Stored records:
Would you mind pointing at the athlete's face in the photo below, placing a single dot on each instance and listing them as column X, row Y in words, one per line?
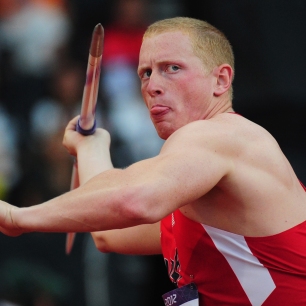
column 174, row 84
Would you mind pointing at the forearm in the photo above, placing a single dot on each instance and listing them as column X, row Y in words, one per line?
column 138, row 240
column 103, row 203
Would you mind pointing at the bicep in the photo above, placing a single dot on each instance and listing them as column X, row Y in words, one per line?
column 142, row 239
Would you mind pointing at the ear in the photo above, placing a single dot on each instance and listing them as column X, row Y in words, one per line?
column 224, row 77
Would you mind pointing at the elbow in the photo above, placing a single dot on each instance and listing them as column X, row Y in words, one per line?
column 138, row 208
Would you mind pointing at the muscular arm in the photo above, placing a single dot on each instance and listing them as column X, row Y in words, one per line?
column 143, row 193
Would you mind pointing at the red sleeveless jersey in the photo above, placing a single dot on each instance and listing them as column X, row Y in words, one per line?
column 231, row 269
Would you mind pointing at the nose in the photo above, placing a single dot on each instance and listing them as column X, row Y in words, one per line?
column 155, row 85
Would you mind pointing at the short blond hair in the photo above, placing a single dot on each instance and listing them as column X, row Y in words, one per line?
column 209, row 43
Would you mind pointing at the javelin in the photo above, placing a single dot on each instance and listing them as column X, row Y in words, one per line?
column 87, row 123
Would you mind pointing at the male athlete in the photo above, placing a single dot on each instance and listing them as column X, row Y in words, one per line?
column 220, row 201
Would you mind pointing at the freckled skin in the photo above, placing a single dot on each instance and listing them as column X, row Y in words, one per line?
column 171, row 88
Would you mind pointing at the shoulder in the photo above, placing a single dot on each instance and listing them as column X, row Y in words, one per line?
column 224, row 129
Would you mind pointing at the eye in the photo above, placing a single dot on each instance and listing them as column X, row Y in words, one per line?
column 146, row 74
column 172, row 68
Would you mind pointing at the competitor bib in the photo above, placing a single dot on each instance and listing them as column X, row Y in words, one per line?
column 184, row 296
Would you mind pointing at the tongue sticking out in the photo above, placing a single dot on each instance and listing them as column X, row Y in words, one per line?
column 158, row 110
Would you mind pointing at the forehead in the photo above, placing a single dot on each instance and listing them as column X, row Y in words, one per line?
column 168, row 45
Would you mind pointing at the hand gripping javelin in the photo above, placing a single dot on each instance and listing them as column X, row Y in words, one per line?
column 87, row 122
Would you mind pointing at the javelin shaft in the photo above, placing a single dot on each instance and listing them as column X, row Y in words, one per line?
column 87, row 122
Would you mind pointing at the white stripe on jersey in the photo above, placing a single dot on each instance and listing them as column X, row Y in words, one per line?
column 254, row 278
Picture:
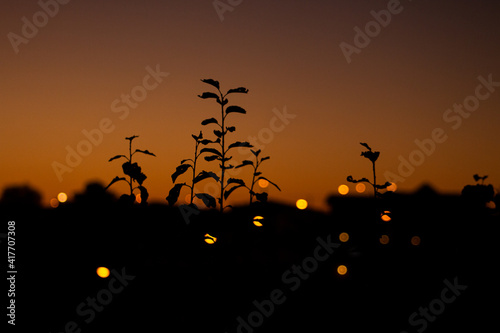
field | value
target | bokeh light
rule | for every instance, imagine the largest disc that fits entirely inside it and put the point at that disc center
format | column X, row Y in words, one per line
column 342, row 270
column 257, row 221
column 343, row 189
column 384, row 240
column 209, row 239
column 62, row 197
column 415, row 241
column 344, row 237
column 263, row 183
column 301, row 204
column 102, row 272
column 54, row 203
column 360, row 187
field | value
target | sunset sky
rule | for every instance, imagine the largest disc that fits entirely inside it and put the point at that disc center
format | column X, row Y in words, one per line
column 423, row 59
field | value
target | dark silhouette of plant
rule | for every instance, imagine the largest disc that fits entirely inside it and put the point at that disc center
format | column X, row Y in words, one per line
column 262, row 197
column 133, row 170
column 221, row 153
column 173, row 195
column 372, row 156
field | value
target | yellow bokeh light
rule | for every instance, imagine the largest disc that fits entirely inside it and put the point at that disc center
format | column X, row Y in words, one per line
column 344, row 237
column 209, row 239
column 342, row 270
column 263, row 183
column 343, row 189
column 102, row 272
column 54, row 203
column 62, row 197
column 301, row 204
column 257, row 221
column 384, row 240
column 360, row 187
column 393, row 187
column 385, row 216
column 415, row 241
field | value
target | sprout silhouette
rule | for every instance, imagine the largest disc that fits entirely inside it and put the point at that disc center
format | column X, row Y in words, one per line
column 133, row 170
column 221, row 152
column 207, row 199
column 262, row 197
column 372, row 156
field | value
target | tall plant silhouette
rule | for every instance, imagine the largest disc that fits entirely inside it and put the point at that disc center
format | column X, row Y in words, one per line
column 185, row 165
column 221, row 152
column 134, row 172
column 372, row 156
column 262, row 197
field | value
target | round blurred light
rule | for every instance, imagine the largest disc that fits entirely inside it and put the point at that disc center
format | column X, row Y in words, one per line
column 301, row 204
column 102, row 272
column 263, row 183
column 344, row 237
column 343, row 189
column 342, row 270
column 62, row 197
column 360, row 187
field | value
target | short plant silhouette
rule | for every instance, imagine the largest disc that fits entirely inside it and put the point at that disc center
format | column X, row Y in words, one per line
column 221, row 153
column 262, row 197
column 134, row 172
column 372, row 156
column 207, row 199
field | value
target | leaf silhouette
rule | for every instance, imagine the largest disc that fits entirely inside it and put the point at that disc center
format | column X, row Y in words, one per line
column 116, row 179
column 270, row 182
column 210, row 121
column 211, row 82
column 174, row 192
column 147, row 152
column 204, row 175
column 117, row 156
column 180, row 170
column 239, row 144
column 207, row 199
column 235, row 109
column 211, row 150
column 237, row 90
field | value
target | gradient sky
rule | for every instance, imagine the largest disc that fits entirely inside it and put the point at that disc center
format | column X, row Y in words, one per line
column 287, row 53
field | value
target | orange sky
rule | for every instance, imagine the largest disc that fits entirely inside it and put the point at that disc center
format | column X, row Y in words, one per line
column 395, row 90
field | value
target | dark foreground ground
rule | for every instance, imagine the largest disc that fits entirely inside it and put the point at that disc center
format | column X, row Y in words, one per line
column 277, row 278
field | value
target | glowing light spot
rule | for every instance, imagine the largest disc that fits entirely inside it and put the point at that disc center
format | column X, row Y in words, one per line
column 54, row 203
column 393, row 187
column 263, row 183
column 342, row 270
column 415, row 241
column 384, row 240
column 301, row 204
column 209, row 239
column 102, row 272
column 344, row 237
column 343, row 189
column 62, row 197
column 385, row 216
column 257, row 221
column 360, row 187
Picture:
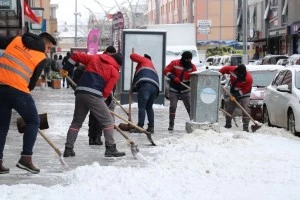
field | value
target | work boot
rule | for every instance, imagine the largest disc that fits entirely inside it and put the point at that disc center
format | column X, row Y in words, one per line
column 25, row 163
column 228, row 123
column 3, row 170
column 95, row 141
column 135, row 130
column 171, row 127
column 246, row 127
column 150, row 129
column 69, row 152
column 111, row 151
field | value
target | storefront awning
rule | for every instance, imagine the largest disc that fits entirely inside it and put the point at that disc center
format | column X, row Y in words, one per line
column 284, row 7
column 267, row 10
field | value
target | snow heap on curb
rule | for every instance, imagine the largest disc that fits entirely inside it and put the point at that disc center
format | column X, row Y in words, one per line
column 202, row 165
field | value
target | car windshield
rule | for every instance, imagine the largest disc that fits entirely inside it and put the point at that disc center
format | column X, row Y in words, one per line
column 236, row 60
column 297, row 80
column 178, row 53
column 263, row 78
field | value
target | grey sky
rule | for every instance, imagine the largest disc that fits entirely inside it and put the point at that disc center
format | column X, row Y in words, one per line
column 66, row 9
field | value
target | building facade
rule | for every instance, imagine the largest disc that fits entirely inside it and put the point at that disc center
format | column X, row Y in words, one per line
column 49, row 15
column 272, row 26
column 219, row 14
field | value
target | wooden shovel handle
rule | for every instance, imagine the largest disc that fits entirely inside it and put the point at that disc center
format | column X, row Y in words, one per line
column 239, row 105
column 129, row 122
column 50, row 143
column 187, row 87
column 130, row 90
column 117, row 102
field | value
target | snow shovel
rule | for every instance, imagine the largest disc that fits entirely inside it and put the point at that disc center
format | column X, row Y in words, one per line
column 229, row 115
column 43, row 123
column 122, row 126
column 134, row 148
column 21, row 126
column 61, row 159
column 186, row 86
column 135, row 126
column 256, row 125
column 117, row 102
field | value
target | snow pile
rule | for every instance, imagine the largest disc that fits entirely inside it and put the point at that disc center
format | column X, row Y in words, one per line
column 202, row 165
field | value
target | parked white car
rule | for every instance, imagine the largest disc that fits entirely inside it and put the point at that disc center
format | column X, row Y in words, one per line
column 281, row 102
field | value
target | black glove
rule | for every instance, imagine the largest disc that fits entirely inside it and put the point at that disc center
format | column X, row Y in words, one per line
column 236, row 93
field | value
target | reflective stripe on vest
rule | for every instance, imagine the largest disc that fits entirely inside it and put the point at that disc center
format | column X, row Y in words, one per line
column 15, row 71
column 11, row 58
column 17, row 64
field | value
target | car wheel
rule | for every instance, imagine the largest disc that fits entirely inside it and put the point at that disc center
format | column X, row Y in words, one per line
column 266, row 119
column 291, row 123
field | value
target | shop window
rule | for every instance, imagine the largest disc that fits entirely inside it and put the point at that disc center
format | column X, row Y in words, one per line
column 284, row 14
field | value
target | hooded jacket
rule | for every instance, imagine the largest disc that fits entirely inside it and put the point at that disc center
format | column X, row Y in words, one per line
column 100, row 75
column 242, row 87
column 144, row 72
column 176, row 69
column 34, row 59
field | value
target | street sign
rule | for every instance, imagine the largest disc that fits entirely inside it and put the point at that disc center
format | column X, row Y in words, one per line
column 204, row 30
column 203, row 23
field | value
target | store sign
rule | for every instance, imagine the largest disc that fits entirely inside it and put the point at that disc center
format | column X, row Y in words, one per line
column 294, row 28
column 278, row 32
column 39, row 13
column 5, row 4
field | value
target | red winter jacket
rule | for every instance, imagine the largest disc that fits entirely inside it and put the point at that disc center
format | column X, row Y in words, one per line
column 145, row 72
column 100, row 75
column 245, row 87
column 175, row 69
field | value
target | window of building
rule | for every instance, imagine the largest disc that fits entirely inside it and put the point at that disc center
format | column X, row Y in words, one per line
column 268, row 4
column 284, row 14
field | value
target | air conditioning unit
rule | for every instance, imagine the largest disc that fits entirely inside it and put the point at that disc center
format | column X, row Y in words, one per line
column 10, row 13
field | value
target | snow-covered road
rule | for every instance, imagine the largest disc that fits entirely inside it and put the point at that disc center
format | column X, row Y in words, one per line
column 231, row 165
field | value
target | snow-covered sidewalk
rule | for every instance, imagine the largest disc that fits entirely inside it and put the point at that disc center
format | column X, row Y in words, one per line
column 231, row 165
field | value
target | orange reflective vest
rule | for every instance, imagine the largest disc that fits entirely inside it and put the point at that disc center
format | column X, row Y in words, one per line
column 17, row 64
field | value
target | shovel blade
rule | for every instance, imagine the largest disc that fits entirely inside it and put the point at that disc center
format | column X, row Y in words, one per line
column 150, row 138
column 134, row 149
column 255, row 128
column 125, row 127
column 21, row 125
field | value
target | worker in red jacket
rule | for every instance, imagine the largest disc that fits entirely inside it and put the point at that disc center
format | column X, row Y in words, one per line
column 240, row 89
column 146, row 84
column 95, row 85
column 178, row 71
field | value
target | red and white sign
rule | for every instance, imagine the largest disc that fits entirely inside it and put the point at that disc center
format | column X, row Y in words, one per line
column 29, row 14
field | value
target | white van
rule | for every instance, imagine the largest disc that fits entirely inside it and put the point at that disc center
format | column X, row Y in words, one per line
column 174, row 52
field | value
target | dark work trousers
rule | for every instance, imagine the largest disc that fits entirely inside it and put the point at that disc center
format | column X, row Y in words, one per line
column 173, row 97
column 96, row 105
column 94, row 127
column 147, row 93
column 231, row 105
column 23, row 103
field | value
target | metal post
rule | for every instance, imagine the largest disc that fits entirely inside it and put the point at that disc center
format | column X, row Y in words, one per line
column 245, row 11
column 192, row 11
column 75, row 23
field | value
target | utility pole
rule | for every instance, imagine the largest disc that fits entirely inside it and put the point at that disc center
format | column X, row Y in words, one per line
column 76, row 14
column 245, row 42
column 192, row 11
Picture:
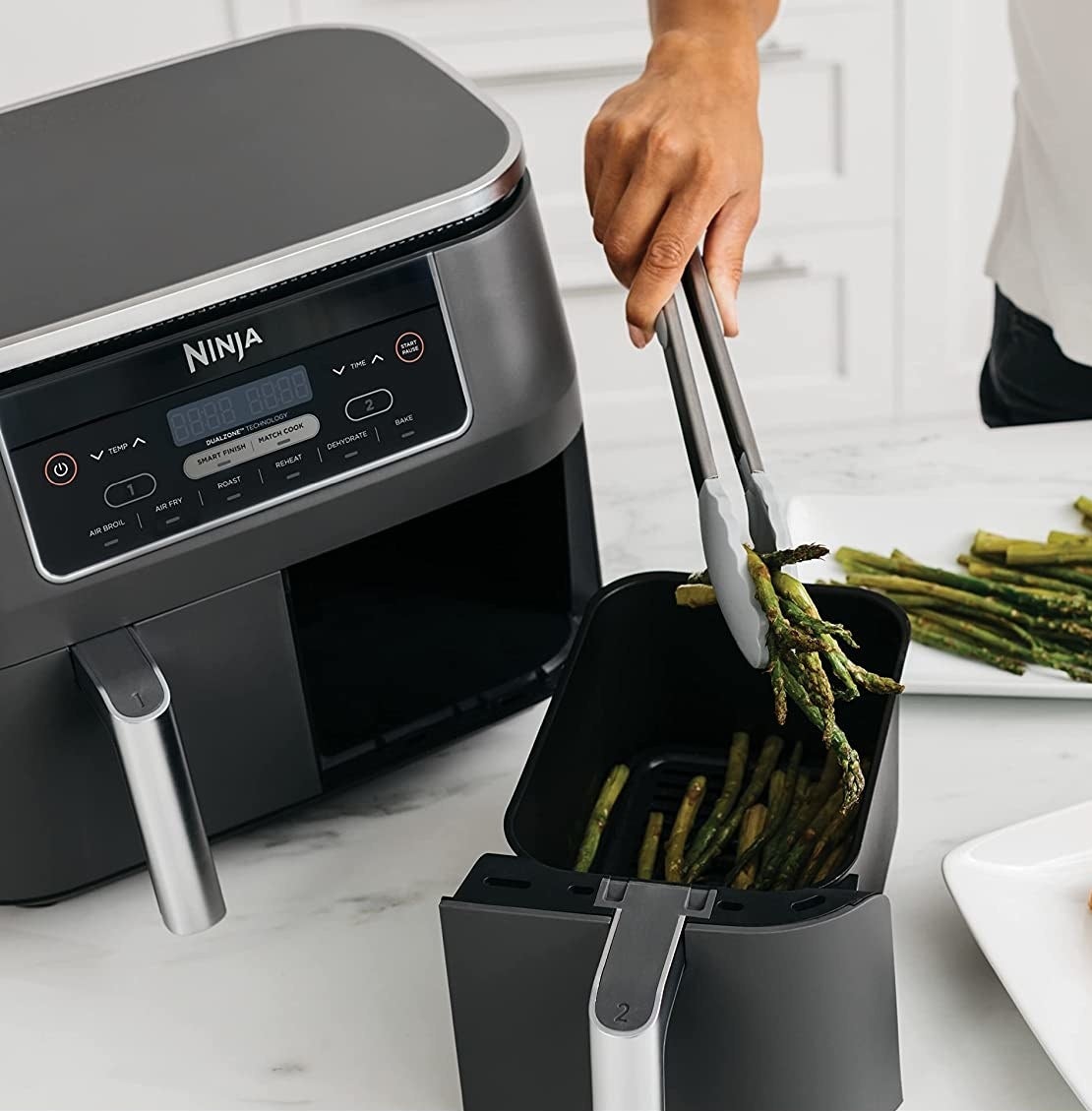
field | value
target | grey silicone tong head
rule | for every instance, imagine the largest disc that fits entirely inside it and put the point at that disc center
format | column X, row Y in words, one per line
column 732, row 514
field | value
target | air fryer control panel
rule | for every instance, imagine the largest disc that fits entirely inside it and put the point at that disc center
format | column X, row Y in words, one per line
column 258, row 419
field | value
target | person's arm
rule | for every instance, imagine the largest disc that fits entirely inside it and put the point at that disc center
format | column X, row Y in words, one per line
column 679, row 153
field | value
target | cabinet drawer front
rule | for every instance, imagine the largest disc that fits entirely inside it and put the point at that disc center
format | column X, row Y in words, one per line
column 816, row 311
column 826, row 103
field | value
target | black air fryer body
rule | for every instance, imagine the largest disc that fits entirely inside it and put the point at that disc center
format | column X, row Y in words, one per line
column 288, row 402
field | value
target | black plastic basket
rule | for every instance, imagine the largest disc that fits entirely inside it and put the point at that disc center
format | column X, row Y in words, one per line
column 661, row 689
column 788, row 999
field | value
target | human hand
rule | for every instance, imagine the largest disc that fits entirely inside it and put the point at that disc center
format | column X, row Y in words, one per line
column 674, row 155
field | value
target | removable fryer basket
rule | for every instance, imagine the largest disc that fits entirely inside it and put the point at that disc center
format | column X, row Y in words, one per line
column 661, row 688
column 788, row 999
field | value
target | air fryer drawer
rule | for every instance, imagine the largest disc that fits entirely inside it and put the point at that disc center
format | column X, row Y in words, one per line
column 66, row 819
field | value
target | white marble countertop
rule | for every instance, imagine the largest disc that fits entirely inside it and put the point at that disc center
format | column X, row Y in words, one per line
column 325, row 987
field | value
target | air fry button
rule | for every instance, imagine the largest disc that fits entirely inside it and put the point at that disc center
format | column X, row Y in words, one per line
column 409, row 346
column 60, row 469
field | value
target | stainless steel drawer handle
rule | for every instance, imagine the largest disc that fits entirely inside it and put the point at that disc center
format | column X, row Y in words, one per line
column 778, row 267
column 635, row 989
column 629, row 69
column 772, row 51
column 135, row 703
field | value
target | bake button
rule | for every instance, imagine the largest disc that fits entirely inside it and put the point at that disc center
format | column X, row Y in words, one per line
column 128, row 490
column 409, row 346
column 369, row 404
column 60, row 469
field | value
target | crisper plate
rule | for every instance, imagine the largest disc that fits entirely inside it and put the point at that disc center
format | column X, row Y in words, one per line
column 1024, row 893
column 936, row 530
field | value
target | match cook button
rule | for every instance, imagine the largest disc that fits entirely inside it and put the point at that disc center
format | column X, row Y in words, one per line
column 409, row 346
column 284, row 435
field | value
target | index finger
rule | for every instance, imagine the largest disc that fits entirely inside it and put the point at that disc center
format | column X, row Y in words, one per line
column 673, row 241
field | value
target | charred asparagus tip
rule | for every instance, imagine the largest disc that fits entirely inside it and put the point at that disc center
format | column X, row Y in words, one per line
column 608, row 795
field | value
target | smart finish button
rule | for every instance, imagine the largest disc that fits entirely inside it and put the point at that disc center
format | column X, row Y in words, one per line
column 409, row 346
column 60, row 469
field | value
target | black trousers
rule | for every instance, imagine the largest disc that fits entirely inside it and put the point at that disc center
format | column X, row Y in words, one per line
column 1026, row 379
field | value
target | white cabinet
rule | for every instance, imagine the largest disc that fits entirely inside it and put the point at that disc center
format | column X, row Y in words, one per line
column 51, row 44
column 957, row 131
column 816, row 327
column 817, row 304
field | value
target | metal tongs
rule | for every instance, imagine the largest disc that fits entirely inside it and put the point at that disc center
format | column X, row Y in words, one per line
column 731, row 516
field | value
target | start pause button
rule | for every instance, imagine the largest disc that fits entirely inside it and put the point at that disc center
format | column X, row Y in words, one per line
column 409, row 346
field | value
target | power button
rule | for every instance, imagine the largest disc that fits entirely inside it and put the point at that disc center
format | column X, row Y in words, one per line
column 60, row 469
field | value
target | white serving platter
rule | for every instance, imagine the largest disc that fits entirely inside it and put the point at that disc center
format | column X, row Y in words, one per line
column 936, row 531
column 1023, row 893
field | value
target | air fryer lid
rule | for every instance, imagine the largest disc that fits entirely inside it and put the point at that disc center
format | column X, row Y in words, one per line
column 298, row 149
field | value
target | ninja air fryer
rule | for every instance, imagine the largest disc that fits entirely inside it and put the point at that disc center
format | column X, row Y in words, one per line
column 294, row 483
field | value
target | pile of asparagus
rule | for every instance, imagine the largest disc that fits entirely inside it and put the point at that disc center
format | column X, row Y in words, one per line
column 808, row 660
column 1019, row 601
column 781, row 832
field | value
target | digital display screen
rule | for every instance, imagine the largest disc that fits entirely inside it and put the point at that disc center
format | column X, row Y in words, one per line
column 221, row 412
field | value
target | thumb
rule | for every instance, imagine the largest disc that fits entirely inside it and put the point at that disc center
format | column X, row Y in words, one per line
column 725, row 242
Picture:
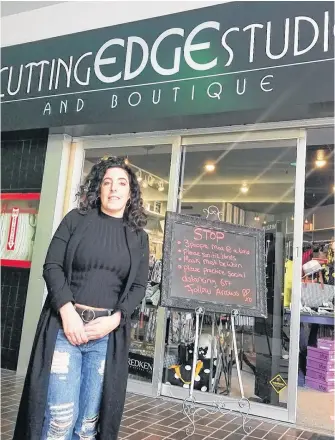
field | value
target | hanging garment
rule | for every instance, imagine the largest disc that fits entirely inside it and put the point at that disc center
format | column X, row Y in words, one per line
column 156, row 274
column 288, row 282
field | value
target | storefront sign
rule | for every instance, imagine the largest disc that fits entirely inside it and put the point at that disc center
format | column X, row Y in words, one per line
column 13, row 229
column 140, row 365
column 215, row 265
column 230, row 57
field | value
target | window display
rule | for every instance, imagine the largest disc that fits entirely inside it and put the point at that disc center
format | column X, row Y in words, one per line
column 316, row 348
column 257, row 191
column 18, row 220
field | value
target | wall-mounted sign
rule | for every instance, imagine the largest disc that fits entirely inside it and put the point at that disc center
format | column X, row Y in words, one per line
column 215, row 265
column 229, row 57
column 140, row 365
column 11, row 240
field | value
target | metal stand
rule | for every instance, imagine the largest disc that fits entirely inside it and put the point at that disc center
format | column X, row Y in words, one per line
column 191, row 408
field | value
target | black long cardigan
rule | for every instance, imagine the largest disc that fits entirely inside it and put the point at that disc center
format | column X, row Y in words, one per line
column 57, row 274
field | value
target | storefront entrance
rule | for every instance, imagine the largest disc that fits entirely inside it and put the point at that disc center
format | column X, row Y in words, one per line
column 253, row 178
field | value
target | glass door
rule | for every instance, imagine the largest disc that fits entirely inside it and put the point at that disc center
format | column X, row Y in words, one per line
column 253, row 179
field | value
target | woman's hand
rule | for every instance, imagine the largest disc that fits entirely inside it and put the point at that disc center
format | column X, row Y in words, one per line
column 100, row 327
column 73, row 325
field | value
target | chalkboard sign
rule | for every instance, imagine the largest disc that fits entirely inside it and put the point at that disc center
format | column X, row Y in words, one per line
column 218, row 266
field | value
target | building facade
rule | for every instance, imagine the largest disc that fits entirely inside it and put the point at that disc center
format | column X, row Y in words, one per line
column 247, row 88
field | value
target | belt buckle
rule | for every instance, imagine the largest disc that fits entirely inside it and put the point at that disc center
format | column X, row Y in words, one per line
column 89, row 316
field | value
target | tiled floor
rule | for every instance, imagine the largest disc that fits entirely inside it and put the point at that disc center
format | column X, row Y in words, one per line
column 158, row 419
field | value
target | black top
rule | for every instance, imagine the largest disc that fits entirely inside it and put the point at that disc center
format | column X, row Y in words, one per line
column 101, row 263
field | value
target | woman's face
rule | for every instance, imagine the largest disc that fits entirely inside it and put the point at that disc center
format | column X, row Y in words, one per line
column 115, row 192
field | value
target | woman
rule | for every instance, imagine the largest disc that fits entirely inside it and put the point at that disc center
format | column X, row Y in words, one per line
column 96, row 271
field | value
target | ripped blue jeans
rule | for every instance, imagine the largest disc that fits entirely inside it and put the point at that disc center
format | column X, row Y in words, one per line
column 75, row 390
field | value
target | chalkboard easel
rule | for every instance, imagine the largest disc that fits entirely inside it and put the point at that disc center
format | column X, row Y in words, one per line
column 217, row 266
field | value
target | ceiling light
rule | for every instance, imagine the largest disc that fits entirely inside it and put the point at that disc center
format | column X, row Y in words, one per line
column 320, row 161
column 210, row 167
column 161, row 186
column 244, row 188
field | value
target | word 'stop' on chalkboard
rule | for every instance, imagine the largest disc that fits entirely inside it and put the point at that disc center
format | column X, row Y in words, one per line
column 215, row 265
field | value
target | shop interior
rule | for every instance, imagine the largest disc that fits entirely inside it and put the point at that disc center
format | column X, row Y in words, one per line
column 249, row 184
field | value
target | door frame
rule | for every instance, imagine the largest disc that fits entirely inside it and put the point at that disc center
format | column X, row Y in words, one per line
column 252, row 133
column 298, row 136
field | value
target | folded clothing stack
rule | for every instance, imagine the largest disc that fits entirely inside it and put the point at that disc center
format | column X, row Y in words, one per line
column 320, row 373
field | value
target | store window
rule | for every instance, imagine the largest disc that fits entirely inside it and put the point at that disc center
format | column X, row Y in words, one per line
column 152, row 167
column 252, row 184
column 316, row 380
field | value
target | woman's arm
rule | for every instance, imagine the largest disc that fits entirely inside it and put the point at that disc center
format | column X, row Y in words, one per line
column 53, row 269
column 137, row 290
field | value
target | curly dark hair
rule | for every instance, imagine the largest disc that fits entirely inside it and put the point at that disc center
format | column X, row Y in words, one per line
column 89, row 193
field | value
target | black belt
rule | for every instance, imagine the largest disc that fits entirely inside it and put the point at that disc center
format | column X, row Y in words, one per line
column 88, row 315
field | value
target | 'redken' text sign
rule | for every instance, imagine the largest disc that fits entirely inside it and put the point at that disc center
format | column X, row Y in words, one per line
column 214, row 265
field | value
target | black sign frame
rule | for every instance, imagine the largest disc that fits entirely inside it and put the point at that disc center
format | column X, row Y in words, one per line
column 167, row 297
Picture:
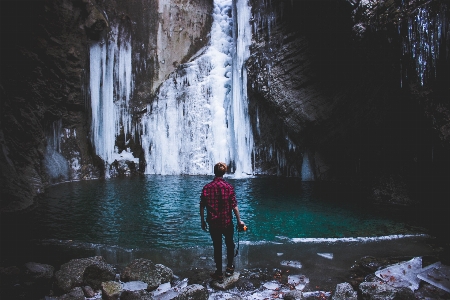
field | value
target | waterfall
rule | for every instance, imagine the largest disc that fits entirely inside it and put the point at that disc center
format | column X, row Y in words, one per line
column 111, row 86
column 307, row 174
column 200, row 115
column 426, row 32
column 56, row 166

Task objective: Pick out each line above that contains the word "cabinet" and copy those lines in full.

Final result:
target | cabinet drawer front
target | white cabinet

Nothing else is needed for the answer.